STATED TASK> State only the number of lines in the entries below that contain the string "wetsuit", treating uppercase and lowercase letters as distinct.
** START THE RECORDS **
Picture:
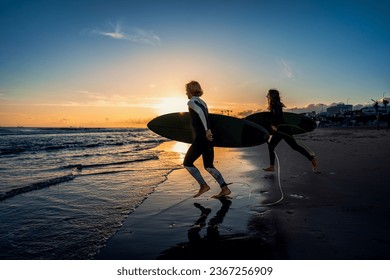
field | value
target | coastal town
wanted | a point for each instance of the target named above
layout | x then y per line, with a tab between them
344	115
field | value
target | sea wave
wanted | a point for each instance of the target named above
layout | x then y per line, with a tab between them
81	166
36	186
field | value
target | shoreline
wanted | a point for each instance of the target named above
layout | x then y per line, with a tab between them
341	212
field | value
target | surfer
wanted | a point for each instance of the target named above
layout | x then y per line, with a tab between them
282	131
203	142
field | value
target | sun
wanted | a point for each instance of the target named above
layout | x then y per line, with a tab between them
171	105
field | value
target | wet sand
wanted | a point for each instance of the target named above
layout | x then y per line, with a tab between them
341	212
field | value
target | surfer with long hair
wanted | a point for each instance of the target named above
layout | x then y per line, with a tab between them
282	131
203	142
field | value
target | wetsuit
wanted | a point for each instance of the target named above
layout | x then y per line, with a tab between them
201	146
283	132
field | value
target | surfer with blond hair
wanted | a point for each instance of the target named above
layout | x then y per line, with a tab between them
282	131
203	142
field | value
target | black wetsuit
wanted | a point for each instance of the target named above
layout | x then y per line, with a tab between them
283	132
201	146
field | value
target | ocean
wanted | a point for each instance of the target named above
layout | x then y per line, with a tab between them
65	192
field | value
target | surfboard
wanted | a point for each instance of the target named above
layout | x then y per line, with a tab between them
297	123
227	131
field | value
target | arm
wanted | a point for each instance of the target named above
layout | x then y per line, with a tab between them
200	108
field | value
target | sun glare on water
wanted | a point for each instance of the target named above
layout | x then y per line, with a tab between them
172	105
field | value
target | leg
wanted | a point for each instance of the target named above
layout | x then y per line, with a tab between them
192	155
208	161
276	138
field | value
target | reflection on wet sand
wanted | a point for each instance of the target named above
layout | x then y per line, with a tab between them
214	245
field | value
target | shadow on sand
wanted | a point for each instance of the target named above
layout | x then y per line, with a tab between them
258	244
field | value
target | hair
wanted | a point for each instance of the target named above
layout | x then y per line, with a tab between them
194	88
274	99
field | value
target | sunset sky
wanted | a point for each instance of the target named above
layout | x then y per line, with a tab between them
121	63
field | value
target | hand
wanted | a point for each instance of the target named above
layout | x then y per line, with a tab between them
209	135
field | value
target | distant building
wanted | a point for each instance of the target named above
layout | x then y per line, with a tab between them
340	108
371	110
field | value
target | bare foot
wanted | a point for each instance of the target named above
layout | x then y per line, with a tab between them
314	164
204	188
271	168
224	191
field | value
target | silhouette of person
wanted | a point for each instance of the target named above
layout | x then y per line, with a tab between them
282	131
203	142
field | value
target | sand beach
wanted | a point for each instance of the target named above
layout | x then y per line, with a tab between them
341	212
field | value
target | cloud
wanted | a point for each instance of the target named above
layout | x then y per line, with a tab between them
136	35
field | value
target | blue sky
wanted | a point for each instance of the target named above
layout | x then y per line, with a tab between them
118	62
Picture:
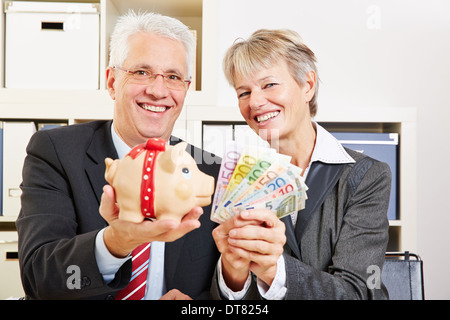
** END THE RECORDS **
ANSWER> 2